* [FRAGMENTO DEL TEXTO]
------------------------

Mons. Jesús Sanz, ante la escalera por la que bajó Jesús después de la cena a Getsemaní |
Iglesia de la Visitación |
No faltó ayer la renovación de nuestro bautismo. Era justo lo
último antes de subir a Jerusalén. En el lugar más verosímil del bautismo del
Señor, nosotros renovamos el nuestro. Los allí presentes con la edad de
nuestros respectivos años, estábamos con el relato real de nuestra historia
humana y cristiana. Y el inicio de ambas coincidieron casi en el tiempo con el
bautismo que recibimos muy pequeños casi después de nacer. Allí había una
historia todavía no escrita y al mirar hacia atrás uno se sorprende por los
vericuetos que nos ha llevado la Providencia y la vida, lo cual era impensable
ni siquiera intuible en el momento de ser hechos cristianos. Por eso, al
renovar el bautismo como hacemos en la noche de Pascua, pronunciamos las
renuncias a una vida que no es cristiana y que nos arruina el maligno, y
confesamos la fe de la Iglesia recitando el credo. Momento de volver a
comenzar, poniéndonos con una conciencia que el día de nuestra bautismo no
teníamos, para desear y querer vivir las cosas como verdaderos cristianos.

------------------------

* [DATOS PROPORCIONADOS]

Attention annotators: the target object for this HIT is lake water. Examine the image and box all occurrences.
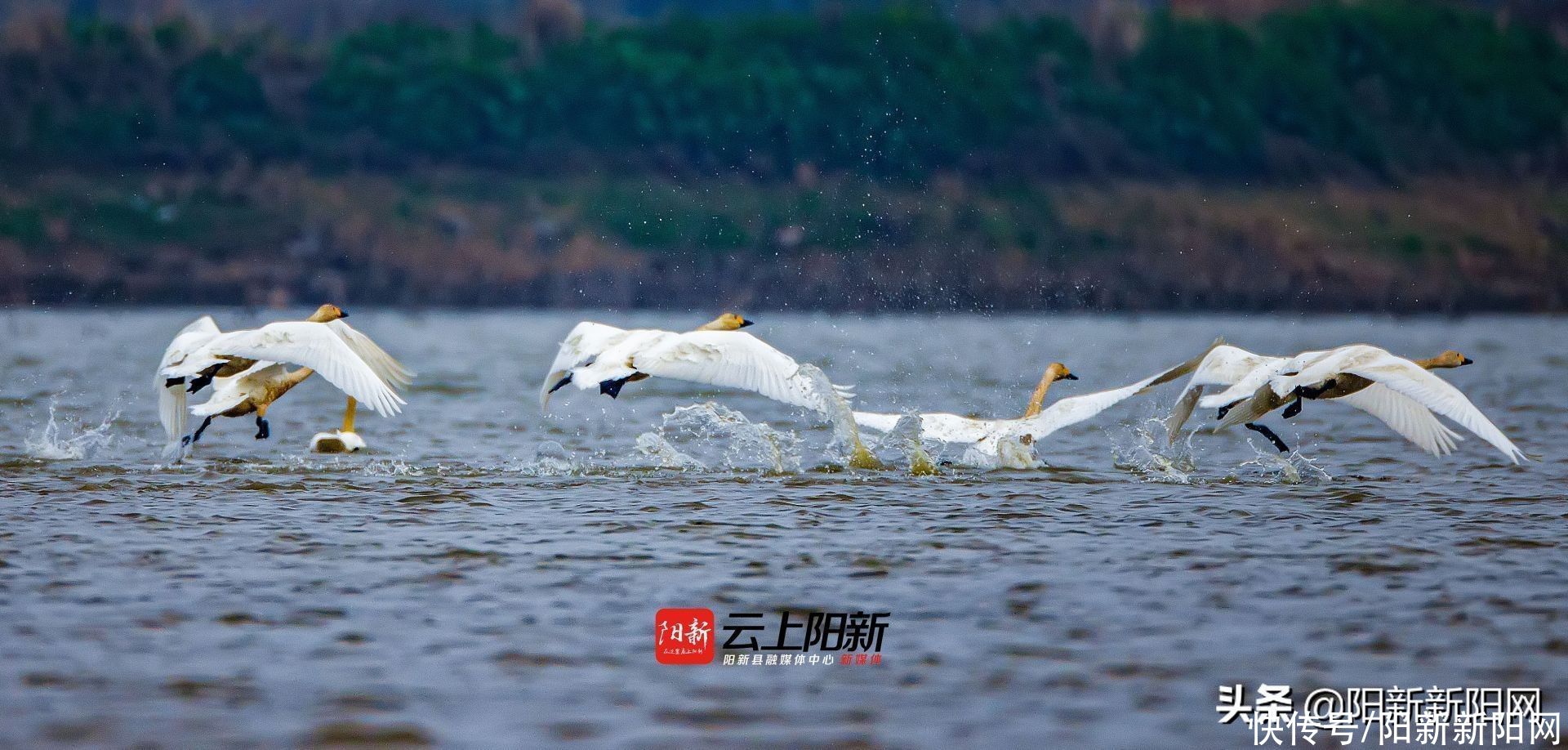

------------------------

* [INSTRUCCIÓN ESCRITA 1] ¿Cómo se traduce al inglés esta oración del fragmento sobre la renovación del bautismo: «Era justo lo último antes de subir a Jerusalén.»?
* [INSTRUCCIÓN ESCRITA 2] Según el fragmento sobre la renovación del bautismo, ¿qué se recita al confesar la fe de la Iglesia?
* [INSTRUCCIÓN ESCRITA 3] Prosigue el fragmento sobre la renovación del bautismo a partir de su última oración.

* [RESPUESTA 1] It was the very last thing before going up to Jerusalem.

* [RESPUESTA 2] El credo.

* [RESPUESTA 3]
Este día ha
tenido básicamente un encuadre que nos conduce al comienzo de la historia
humana de Dios. En primer lugar fuimos a Ain Karem para hacer memoria de la
visitación de María a su prima Isabel. Ahí encontramos una escena en la que
Dios nos deja traslucir su insólito plan para venir a salvarnos. Y es que a
Dios le encanta lo pequeño. “Dios ha mirado
la pequeñez de su sierva” (Lc 1,48), dirá María. Ya lo profetizó Miqueas
cuando veía en Belén, pequeña entre las aldeas de Judá, la puerta por donde
saldría el Salvador de Israel (Cfr. Miq 5,2).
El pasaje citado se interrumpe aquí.